** Begin **

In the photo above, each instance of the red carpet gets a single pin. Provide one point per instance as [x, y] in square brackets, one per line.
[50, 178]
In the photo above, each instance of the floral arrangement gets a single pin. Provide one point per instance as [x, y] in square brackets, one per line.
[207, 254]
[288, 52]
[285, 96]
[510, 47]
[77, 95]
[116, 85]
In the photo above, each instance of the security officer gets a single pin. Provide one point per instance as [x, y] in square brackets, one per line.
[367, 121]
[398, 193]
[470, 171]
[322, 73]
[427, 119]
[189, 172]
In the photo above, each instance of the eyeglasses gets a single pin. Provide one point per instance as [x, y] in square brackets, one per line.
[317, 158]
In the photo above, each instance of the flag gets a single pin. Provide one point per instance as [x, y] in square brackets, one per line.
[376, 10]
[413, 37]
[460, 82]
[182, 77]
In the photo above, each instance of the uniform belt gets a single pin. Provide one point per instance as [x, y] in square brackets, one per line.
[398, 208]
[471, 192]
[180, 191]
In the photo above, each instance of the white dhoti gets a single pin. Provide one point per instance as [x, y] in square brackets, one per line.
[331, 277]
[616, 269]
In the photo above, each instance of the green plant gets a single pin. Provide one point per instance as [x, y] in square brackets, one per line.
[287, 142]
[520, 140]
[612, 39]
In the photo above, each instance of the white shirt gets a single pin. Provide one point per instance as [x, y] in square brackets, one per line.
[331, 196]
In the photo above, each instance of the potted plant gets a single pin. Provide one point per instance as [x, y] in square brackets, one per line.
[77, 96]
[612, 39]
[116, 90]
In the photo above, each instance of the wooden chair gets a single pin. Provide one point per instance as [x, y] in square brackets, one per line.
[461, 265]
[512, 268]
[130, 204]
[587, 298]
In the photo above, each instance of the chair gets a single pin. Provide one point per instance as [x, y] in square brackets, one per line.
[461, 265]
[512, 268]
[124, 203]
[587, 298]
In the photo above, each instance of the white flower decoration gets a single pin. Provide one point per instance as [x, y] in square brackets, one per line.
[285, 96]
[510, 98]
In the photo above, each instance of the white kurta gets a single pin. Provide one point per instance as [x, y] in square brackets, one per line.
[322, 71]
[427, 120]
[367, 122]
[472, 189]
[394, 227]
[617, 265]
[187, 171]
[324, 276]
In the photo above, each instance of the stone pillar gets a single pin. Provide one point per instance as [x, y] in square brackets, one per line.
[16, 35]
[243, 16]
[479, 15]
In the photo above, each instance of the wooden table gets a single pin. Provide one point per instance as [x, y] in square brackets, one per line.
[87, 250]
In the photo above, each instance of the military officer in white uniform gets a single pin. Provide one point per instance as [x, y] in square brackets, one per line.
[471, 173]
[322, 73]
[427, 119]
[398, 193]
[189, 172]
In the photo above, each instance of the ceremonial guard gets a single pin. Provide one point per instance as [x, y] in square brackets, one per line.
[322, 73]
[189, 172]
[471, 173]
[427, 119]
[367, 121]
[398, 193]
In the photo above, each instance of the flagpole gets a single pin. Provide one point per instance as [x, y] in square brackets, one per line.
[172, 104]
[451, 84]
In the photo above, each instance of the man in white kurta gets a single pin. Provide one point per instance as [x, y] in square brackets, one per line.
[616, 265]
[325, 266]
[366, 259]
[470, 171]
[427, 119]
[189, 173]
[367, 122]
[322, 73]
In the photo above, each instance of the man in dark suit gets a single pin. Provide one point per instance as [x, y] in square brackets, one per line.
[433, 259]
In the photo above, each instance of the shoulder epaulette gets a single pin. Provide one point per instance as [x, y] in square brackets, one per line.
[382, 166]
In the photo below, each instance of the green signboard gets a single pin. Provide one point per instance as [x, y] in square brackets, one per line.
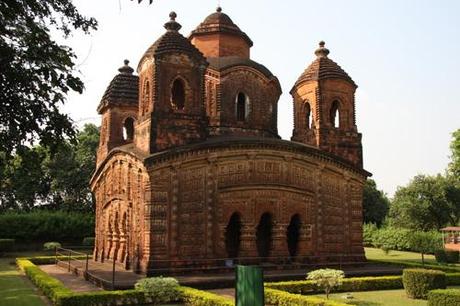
[249, 286]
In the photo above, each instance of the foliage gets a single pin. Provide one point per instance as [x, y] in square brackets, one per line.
[52, 245]
[375, 203]
[417, 282]
[391, 238]
[160, 289]
[426, 203]
[326, 279]
[281, 298]
[6, 245]
[195, 297]
[46, 226]
[88, 241]
[444, 297]
[425, 242]
[37, 73]
[348, 285]
[34, 176]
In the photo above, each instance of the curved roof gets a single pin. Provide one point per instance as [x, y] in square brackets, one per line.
[323, 68]
[172, 41]
[122, 90]
[219, 22]
[222, 63]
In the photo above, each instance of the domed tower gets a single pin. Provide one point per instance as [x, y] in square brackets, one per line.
[171, 93]
[119, 108]
[324, 109]
[241, 94]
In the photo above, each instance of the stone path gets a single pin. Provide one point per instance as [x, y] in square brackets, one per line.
[71, 281]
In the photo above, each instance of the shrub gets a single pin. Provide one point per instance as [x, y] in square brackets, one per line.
[51, 246]
[348, 285]
[88, 241]
[281, 298]
[326, 279]
[6, 245]
[440, 256]
[447, 297]
[417, 282]
[196, 297]
[46, 226]
[452, 256]
[160, 289]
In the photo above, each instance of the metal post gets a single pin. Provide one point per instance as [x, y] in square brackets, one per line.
[70, 258]
[113, 275]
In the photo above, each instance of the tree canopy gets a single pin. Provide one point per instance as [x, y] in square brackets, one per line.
[36, 72]
[61, 180]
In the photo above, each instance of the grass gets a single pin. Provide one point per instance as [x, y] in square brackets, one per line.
[378, 254]
[15, 289]
[375, 298]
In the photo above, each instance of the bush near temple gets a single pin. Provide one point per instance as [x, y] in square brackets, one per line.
[418, 282]
[6, 245]
[46, 226]
[444, 297]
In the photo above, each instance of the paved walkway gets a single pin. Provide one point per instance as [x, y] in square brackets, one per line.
[71, 281]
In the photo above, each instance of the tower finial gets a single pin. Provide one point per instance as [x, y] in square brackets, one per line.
[126, 69]
[172, 25]
[322, 51]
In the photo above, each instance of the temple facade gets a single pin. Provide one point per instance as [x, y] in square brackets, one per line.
[191, 171]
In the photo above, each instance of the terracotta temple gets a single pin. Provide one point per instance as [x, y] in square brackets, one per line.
[191, 171]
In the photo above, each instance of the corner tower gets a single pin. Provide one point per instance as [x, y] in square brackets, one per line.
[118, 108]
[171, 93]
[324, 109]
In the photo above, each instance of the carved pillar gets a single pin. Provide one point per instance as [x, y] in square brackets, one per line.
[279, 240]
[248, 246]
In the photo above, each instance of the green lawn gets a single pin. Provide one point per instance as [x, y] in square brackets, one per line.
[15, 289]
[374, 298]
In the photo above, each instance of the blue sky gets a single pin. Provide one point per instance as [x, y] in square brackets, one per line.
[404, 55]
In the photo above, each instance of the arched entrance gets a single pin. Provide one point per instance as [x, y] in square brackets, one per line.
[264, 235]
[233, 236]
[292, 235]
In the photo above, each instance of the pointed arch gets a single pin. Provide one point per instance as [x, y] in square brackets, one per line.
[308, 115]
[233, 235]
[334, 114]
[241, 107]
[178, 94]
[128, 129]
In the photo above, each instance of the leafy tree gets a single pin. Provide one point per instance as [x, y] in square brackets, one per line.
[425, 242]
[423, 204]
[70, 171]
[326, 279]
[375, 203]
[36, 72]
[34, 176]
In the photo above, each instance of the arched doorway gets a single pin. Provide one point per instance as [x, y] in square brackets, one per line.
[292, 235]
[264, 235]
[233, 236]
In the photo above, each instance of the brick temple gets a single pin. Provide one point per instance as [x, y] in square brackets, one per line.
[191, 170]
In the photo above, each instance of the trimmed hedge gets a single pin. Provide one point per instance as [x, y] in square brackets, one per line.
[348, 284]
[281, 298]
[444, 297]
[417, 282]
[195, 297]
[47, 226]
[62, 296]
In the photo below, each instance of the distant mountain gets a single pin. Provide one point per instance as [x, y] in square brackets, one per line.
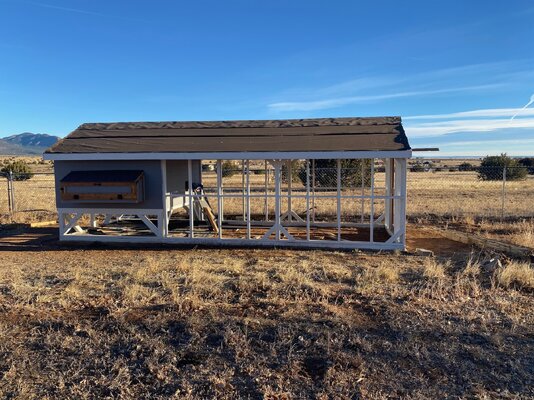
[26, 143]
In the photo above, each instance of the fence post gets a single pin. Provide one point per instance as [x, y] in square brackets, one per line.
[503, 195]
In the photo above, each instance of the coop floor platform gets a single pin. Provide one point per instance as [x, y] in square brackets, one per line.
[236, 233]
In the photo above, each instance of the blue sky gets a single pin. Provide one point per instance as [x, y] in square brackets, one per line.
[456, 71]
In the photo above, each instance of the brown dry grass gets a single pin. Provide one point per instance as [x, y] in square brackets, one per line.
[204, 323]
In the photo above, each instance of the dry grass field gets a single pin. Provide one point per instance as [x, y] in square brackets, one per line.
[105, 322]
[437, 198]
[261, 324]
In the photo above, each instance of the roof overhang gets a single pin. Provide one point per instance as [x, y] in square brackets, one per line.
[297, 155]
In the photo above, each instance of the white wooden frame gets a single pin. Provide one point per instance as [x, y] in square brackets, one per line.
[393, 219]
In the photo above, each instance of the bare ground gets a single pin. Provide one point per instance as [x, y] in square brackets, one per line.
[95, 322]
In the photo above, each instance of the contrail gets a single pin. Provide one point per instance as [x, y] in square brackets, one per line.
[526, 106]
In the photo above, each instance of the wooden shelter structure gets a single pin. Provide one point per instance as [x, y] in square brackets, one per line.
[327, 182]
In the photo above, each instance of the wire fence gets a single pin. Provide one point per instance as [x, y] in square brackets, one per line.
[491, 193]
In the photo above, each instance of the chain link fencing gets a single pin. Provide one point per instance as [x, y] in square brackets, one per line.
[492, 193]
[27, 197]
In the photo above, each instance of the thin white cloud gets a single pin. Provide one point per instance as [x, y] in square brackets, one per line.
[490, 112]
[488, 142]
[79, 11]
[467, 125]
[75, 10]
[341, 101]
[525, 107]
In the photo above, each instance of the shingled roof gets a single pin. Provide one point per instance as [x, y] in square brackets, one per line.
[294, 135]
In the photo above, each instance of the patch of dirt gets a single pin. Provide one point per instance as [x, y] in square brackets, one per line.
[430, 239]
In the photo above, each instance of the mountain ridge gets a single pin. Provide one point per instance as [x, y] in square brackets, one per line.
[26, 143]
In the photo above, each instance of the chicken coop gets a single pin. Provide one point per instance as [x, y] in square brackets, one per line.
[328, 182]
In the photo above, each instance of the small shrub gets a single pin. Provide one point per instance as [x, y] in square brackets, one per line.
[518, 275]
[20, 170]
[433, 270]
[492, 169]
[465, 166]
[418, 167]
[528, 163]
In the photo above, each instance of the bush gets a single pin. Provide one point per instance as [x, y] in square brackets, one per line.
[492, 169]
[465, 166]
[326, 173]
[417, 167]
[229, 168]
[528, 163]
[20, 170]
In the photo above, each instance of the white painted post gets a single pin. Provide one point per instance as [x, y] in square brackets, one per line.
[308, 199]
[289, 190]
[190, 188]
[248, 198]
[399, 213]
[244, 207]
[266, 205]
[372, 213]
[338, 208]
[164, 229]
[313, 190]
[219, 197]
[388, 201]
[362, 161]
[277, 167]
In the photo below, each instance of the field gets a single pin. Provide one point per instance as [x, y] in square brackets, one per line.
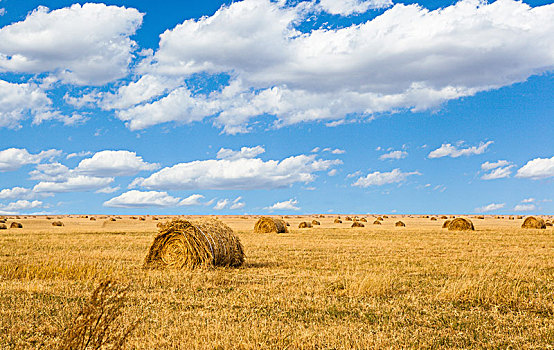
[327, 287]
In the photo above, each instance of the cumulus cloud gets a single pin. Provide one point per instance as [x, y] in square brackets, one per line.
[241, 174]
[379, 179]
[394, 155]
[245, 152]
[455, 151]
[408, 57]
[490, 207]
[12, 159]
[114, 163]
[525, 207]
[536, 169]
[286, 205]
[81, 44]
[349, 7]
[138, 199]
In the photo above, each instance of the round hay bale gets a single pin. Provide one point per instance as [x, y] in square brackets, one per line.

** End **

**SHORT PROBLEM:**
Here the job is to quote the lines from the one with "In the photo above, each instance of the shingled" through the end of the material, both included, exactly; please skip the pictures.

**FINISHED TASK:**
In the photo above, each instance of the shingled roof gets a single pin. Provide one point per instance as [x, y] in square brackets, one per line.
[294, 135]
In the photo above, each instance of the patch of dirt gets a single pin. Provide one point per instance as [x, y] in square brackets, one per line.
[430, 239]
In the photo above, each instance of the mountain ridge gets a single pin. Provide one point per instance as [x, y] in square brackets, one per line.
[26, 143]
In the photo above, each instance of the chicken coop gets a single pin. Provide one point per instance as [x, y] in square brackets, one per line.
[328, 182]
In the photo above, each instance of the small shrub gets a single pin. Provide one point per instance as [x, y] in square brackets, one per line.
[518, 275]
[20, 170]
[433, 270]
[492, 169]
[465, 166]
[418, 167]
[528, 163]
In the photo above, each instance of the bush gets a single pin. Provide one point per instance as [x, y] in square brackets, one per line.
[492, 169]
[465, 166]
[326, 173]
[417, 167]
[229, 168]
[528, 163]
[20, 170]
In the photo above, each instance of the white painted post gets a single pin. Provide one point per instance as [x, y] in square brackets, one per line.
[308, 199]
[289, 190]
[190, 188]
[248, 198]
[399, 213]
[244, 207]
[266, 205]
[372, 213]
[338, 208]
[164, 229]
[313, 190]
[219, 197]
[388, 201]
[362, 161]
[277, 167]
In the photo below, each instance of the field gets a single pin. Provide one point per instance as [x, y] in square brackets, one per line.
[327, 287]
In the photo above, each instance of the cumulus cloud gets a single pin. Provide one point per instance as [x, y] in square brackets, one per line.
[241, 174]
[379, 179]
[394, 155]
[245, 152]
[455, 151]
[408, 57]
[490, 207]
[12, 159]
[114, 163]
[525, 207]
[536, 169]
[286, 205]
[81, 44]
[349, 7]
[138, 199]
In the photo above, each instance of the round hay bale gets a single pin. Provide one point per instance as [x, y] in square brackets, one per line.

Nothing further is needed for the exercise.